Data records
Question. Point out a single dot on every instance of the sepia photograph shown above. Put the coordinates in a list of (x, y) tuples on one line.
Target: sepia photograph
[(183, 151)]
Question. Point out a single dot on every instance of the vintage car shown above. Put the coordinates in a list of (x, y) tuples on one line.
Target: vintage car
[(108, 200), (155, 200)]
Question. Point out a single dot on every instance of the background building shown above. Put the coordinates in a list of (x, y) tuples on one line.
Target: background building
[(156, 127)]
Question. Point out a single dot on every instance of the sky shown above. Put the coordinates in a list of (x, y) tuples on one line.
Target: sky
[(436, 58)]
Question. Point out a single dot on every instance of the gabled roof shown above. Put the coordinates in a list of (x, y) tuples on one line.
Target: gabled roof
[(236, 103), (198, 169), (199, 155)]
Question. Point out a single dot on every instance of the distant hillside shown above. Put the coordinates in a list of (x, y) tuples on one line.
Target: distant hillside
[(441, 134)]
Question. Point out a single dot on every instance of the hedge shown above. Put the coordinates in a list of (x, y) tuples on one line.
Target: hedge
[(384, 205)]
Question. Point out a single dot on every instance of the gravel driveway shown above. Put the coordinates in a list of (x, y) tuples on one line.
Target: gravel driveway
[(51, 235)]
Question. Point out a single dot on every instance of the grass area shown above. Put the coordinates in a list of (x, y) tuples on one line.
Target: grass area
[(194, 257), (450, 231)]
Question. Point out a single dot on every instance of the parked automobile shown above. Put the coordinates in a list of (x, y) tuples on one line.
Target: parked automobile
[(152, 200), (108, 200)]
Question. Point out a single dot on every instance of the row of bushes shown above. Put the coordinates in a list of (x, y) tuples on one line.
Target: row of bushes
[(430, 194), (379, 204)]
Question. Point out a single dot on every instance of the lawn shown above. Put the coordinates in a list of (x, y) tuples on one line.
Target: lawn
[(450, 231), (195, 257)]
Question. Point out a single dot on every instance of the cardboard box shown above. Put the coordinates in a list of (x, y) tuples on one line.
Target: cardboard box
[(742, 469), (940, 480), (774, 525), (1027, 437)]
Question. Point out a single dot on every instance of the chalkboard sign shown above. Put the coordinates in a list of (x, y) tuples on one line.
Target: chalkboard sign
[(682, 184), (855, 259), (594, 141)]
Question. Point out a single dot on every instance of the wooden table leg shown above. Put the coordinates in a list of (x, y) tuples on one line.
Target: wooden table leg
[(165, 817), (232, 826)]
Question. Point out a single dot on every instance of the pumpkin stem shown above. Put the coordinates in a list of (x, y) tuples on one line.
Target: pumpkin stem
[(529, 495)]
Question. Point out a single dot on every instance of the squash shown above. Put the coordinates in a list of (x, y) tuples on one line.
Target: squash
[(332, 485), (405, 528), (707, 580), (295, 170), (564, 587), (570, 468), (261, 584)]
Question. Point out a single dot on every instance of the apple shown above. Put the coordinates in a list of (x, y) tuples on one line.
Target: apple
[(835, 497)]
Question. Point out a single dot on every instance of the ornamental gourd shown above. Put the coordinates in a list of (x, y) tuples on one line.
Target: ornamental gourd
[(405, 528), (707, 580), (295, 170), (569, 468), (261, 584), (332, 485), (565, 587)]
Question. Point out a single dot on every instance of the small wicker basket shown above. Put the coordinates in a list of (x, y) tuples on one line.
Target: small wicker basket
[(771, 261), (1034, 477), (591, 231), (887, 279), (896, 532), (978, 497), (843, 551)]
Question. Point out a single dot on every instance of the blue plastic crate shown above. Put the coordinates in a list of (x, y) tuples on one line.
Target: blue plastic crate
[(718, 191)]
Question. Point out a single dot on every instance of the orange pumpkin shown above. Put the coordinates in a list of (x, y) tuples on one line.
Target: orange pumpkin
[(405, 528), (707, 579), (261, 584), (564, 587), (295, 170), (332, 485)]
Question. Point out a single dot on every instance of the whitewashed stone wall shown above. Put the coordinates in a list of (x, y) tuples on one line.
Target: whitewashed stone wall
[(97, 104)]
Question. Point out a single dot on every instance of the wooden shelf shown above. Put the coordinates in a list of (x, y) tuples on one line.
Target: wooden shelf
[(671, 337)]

What the task asks
Only the span from the line with "of the blue" through the final line of the records goes in the output, each line unchanged.

Result
Question. Point out a single dot on every instance of the blue plastic crate shown above. Put the coordinates in a list of (x, y) tuples on one line.
Target: blue plastic crate
[(718, 191)]
Question. Point out a single dot on every instance of the orange pumpkin shown above. Put the coordinates in a list of (x, y) tuples on one line.
Target: orange pumpkin
[(405, 528), (707, 579), (261, 584), (564, 587), (295, 170), (332, 485)]
Question. Point out a single dot on every instance of the whitewashed stone wall shown above. Put the coordinates in a list of (x, y) tuples on one line.
Target: whitewashed stone wall
[(97, 104)]
Question. Point out a single dot on every instance of the wooden shelf shown above. Put the coordinates in a list of (x, y) tuples on one line.
Target: wooden shelf
[(671, 337)]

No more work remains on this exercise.